-------- Supplied data

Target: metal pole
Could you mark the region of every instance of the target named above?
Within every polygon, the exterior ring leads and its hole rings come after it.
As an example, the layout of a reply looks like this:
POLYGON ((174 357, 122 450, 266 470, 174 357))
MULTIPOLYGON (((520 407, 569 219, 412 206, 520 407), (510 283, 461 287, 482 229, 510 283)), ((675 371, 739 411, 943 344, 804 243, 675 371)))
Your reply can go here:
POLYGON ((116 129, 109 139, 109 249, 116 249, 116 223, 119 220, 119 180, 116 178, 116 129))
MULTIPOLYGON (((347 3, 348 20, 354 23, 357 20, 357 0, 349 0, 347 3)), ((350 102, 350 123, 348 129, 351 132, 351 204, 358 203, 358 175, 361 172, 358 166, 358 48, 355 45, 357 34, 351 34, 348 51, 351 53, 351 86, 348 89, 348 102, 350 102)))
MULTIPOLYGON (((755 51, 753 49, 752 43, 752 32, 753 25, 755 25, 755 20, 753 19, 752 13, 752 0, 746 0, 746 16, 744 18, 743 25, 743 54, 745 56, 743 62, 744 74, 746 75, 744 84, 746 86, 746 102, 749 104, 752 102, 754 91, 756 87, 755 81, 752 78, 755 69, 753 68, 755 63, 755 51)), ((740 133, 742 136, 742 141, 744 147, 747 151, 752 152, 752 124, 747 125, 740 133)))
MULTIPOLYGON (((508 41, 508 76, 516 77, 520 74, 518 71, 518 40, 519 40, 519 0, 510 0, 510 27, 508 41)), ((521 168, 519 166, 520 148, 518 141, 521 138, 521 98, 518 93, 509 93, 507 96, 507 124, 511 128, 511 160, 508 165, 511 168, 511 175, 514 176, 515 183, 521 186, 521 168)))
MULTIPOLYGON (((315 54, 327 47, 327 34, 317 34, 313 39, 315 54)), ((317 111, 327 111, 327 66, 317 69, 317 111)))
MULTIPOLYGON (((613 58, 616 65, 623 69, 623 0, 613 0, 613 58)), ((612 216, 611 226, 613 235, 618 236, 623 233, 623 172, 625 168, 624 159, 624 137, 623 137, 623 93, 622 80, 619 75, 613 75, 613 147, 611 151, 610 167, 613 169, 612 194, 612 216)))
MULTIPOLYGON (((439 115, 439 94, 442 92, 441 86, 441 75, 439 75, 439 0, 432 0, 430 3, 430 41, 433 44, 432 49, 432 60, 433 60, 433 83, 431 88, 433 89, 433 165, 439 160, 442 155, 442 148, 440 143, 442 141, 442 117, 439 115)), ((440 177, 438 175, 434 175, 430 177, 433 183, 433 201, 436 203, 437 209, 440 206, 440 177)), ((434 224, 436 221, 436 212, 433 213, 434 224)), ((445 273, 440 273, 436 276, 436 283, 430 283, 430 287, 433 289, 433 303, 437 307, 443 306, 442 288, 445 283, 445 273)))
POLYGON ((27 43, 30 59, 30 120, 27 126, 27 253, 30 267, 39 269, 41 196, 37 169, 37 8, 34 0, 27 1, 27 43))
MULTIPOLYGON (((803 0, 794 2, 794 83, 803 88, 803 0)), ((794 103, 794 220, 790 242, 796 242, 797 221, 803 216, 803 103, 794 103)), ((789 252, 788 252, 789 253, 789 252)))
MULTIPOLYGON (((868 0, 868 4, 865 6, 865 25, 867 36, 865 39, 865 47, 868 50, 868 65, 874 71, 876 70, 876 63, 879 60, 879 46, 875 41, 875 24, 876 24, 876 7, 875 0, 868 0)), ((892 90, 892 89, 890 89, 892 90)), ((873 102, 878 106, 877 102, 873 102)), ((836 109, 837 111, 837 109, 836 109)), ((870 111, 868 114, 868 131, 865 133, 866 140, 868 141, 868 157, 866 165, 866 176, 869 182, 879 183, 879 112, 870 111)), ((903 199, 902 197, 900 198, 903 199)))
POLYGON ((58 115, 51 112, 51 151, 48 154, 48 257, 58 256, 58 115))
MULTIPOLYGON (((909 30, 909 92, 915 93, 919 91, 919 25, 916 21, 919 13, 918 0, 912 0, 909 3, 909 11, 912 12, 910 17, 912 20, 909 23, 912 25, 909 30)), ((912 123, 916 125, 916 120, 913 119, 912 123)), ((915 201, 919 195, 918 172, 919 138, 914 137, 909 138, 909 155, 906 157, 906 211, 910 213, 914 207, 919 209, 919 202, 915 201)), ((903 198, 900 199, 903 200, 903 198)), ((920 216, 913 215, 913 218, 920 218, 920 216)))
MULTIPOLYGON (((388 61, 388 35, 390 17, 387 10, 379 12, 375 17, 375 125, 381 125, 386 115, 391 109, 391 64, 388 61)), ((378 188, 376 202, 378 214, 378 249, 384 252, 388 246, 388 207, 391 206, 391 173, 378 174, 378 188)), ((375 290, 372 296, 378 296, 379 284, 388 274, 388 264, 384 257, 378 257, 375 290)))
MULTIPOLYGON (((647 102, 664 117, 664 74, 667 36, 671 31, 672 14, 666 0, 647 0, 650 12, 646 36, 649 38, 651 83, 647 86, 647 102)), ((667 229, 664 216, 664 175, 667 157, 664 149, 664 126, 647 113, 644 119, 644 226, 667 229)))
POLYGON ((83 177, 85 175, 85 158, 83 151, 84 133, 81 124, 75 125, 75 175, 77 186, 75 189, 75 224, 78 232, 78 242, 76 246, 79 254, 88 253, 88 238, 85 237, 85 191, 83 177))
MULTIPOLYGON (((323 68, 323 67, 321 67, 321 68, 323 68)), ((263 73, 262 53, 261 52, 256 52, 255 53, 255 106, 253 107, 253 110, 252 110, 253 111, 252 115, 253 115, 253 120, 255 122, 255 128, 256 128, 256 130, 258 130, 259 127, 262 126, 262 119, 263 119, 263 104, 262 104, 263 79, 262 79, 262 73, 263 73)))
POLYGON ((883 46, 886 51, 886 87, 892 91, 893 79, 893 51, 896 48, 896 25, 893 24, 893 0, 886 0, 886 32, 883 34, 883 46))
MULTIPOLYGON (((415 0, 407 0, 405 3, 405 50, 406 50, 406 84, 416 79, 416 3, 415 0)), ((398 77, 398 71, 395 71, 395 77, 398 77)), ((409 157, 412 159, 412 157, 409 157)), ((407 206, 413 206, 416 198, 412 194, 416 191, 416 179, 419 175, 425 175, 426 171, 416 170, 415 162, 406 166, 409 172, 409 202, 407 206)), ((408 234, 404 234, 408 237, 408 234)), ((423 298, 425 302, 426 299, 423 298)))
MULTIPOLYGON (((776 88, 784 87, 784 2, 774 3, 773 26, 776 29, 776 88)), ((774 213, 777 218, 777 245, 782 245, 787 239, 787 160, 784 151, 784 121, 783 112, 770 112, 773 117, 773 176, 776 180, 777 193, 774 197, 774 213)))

----------------

### Aim
Please reproduce every one of the entries above, character for character.

### Written response
Target: metal pole
Could you mark the region of every instance of the target named above?
Within every polygon, the exterior ring leads and its hole rings come after it.
As an example, the layout of a reply looks like this:
POLYGON ((174 357, 122 450, 266 470, 174 357))
MULTIPOLYGON (((520 407, 569 219, 412 206, 520 407), (510 283, 461 287, 482 229, 510 283)), ((675 371, 739 411, 943 344, 804 243, 675 371)))
Your reply can go here:
POLYGON ((116 129, 109 139, 109 249, 116 249, 116 223, 119 220, 119 180, 116 178, 116 129))
MULTIPOLYGON (((347 3, 348 20, 354 23, 357 20, 357 0, 349 0, 347 3)), ((350 102, 350 123, 348 129, 351 132, 351 204, 358 203, 358 175, 361 172, 358 166, 358 48, 355 45, 357 34, 351 34, 348 51, 351 53, 351 86, 348 89, 348 102, 350 102)))
MULTIPOLYGON (((755 51, 753 49, 752 43, 752 32, 753 25, 755 25, 755 20, 753 19, 752 13, 752 0, 746 0, 746 16, 744 18, 743 25, 743 54, 745 56, 743 62, 744 74, 746 75, 744 84, 746 86, 746 102, 749 104, 752 102, 754 91, 756 87, 755 81, 752 78, 755 69, 753 68, 755 63, 755 51)), ((740 133, 742 136, 742 141, 744 147, 747 151, 752 152, 752 124, 747 125, 740 133)))
MULTIPOLYGON (((508 41, 508 76, 516 77, 520 74, 518 71, 518 40, 519 40, 519 0, 510 0, 510 27, 508 41)), ((521 168, 519 166, 520 148, 518 141, 521 138, 521 98, 518 93, 509 93, 507 96, 507 124, 511 128, 511 160, 508 165, 511 168, 511 175, 514 176, 515 183, 521 186, 521 168)))
MULTIPOLYGON (((315 54, 327 47, 327 34, 317 34, 313 39, 315 54)), ((317 111, 327 111, 327 66, 317 69, 317 111)))
MULTIPOLYGON (((613 58, 616 65, 623 69, 623 0, 613 0, 613 58)), ((612 216, 611 226, 613 235, 618 236, 623 233, 623 172, 625 168, 624 159, 624 137, 623 137, 623 93, 622 80, 619 75, 613 75, 613 147, 611 151, 610 167, 613 169, 612 194, 612 216)))
MULTIPOLYGON (((439 115, 439 94, 442 92, 441 86, 441 75, 439 75, 439 0, 432 0, 430 3, 430 41, 433 44, 432 49, 432 60, 433 60, 433 83, 431 88, 433 89, 433 165, 439 160, 442 155, 442 148, 440 143, 442 141, 442 117, 439 115)), ((440 177, 438 175, 434 175, 430 177, 433 183, 433 201, 436 203, 437 209, 440 206, 440 177)), ((434 224, 436 221, 436 212, 433 213, 434 224)), ((445 273, 440 273, 436 276, 436 283, 430 283, 430 287, 433 289, 433 303, 437 307, 443 306, 442 288, 445 283, 445 273)))
POLYGON ((27 43, 30 59, 30 120, 27 126, 27 253, 30 267, 39 269, 41 196, 37 169, 37 8, 34 0, 27 1, 27 43))
MULTIPOLYGON (((803 0, 794 2, 794 83, 803 88, 803 0)), ((794 103, 794 220, 790 242, 796 242, 797 221, 803 216, 803 103, 794 103)), ((789 252, 788 252, 789 253, 789 252)))
MULTIPOLYGON (((868 0, 868 4, 865 6, 865 25, 867 36, 865 39, 865 47, 868 50, 868 65, 874 71, 876 70, 876 63, 879 60, 879 46, 875 41, 875 24, 876 24, 876 7, 875 0, 868 0)), ((892 90, 892 89, 890 89, 892 90)), ((873 102, 878 106, 877 102, 873 102)), ((836 109, 837 111, 837 109, 836 109)), ((870 111, 868 114, 868 131, 865 133, 866 140, 868 141, 868 157, 866 165, 866 176, 869 182, 879 183, 879 112, 870 111)), ((903 199, 902 197, 900 198, 903 199)))
POLYGON ((58 115, 51 112, 51 151, 48 154, 48 257, 58 256, 58 115))
MULTIPOLYGON (((909 30, 909 92, 915 93, 919 91, 919 25, 916 21, 919 13, 918 0, 912 0, 909 3, 909 11, 912 12, 910 17, 912 20, 909 23, 912 25, 909 30)), ((912 123, 916 125, 916 120, 913 119, 912 123)), ((915 201, 919 195, 918 172, 919 138, 914 137, 909 138, 909 155, 906 157, 906 211, 910 213, 914 207, 919 209, 919 202, 915 201)), ((903 198, 900 199, 903 200, 903 198)), ((920 216, 913 215, 913 218, 920 218, 920 216)))
MULTIPOLYGON (((388 61, 388 35, 390 17, 387 10, 379 12, 375 17, 375 125, 381 125, 386 115, 391 109, 391 64, 388 61)), ((378 188, 376 202, 378 214, 378 249, 384 252, 388 246, 388 207, 391 206, 391 173, 378 174, 378 188)), ((375 290, 372 296, 378 296, 379 284, 388 274, 388 264, 384 257, 378 257, 375 290)))
MULTIPOLYGON (((647 102, 664 117, 664 74, 667 36, 671 31, 672 14, 666 0, 647 0, 650 12, 646 36, 649 38, 651 83, 647 86, 647 102)), ((667 229, 664 216, 664 175, 667 157, 664 149, 664 126, 647 113, 644 119, 644 226, 667 229)))
POLYGON ((83 177, 85 175, 85 158, 83 151, 84 133, 81 124, 75 125, 75 175, 77 186, 75 189, 75 224, 78 232, 78 242, 76 246, 79 254, 88 253, 88 238, 85 237, 85 191, 83 177))
MULTIPOLYGON (((323 68, 323 67, 321 67, 321 68, 323 68)), ((263 73, 262 53, 261 52, 256 52, 255 53, 255 106, 253 107, 253 110, 252 110, 253 111, 252 115, 253 115, 253 120, 255 122, 255 128, 256 128, 256 130, 258 130, 259 127, 262 126, 262 119, 263 119, 263 104, 262 104, 263 79, 262 79, 262 73, 263 73)))
POLYGON ((883 46, 886 51, 886 87, 892 91, 893 79, 893 51, 896 48, 896 25, 893 24, 893 0, 886 0, 886 32, 883 34, 883 46))
MULTIPOLYGON (((415 0, 407 0, 405 3, 405 50, 406 50, 406 84, 416 79, 416 3, 415 0)), ((398 77, 398 71, 395 71, 395 77, 398 77)), ((409 157, 412 159, 412 157, 409 157)), ((407 206, 413 206, 416 198, 412 194, 416 191, 416 179, 419 175, 425 175, 426 171, 416 170, 415 162, 406 166, 409 172, 409 202, 407 206)), ((408 234, 404 234, 408 237, 408 234)), ((423 298, 425 302, 426 299, 423 298)))
MULTIPOLYGON (((776 88, 784 87, 784 2, 774 3, 773 26, 776 29, 776 88)), ((774 213, 777 218, 777 245, 782 245, 787 239, 787 160, 784 151, 784 121, 783 112, 770 112, 773 117, 773 176, 776 180, 777 193, 774 197, 774 213)))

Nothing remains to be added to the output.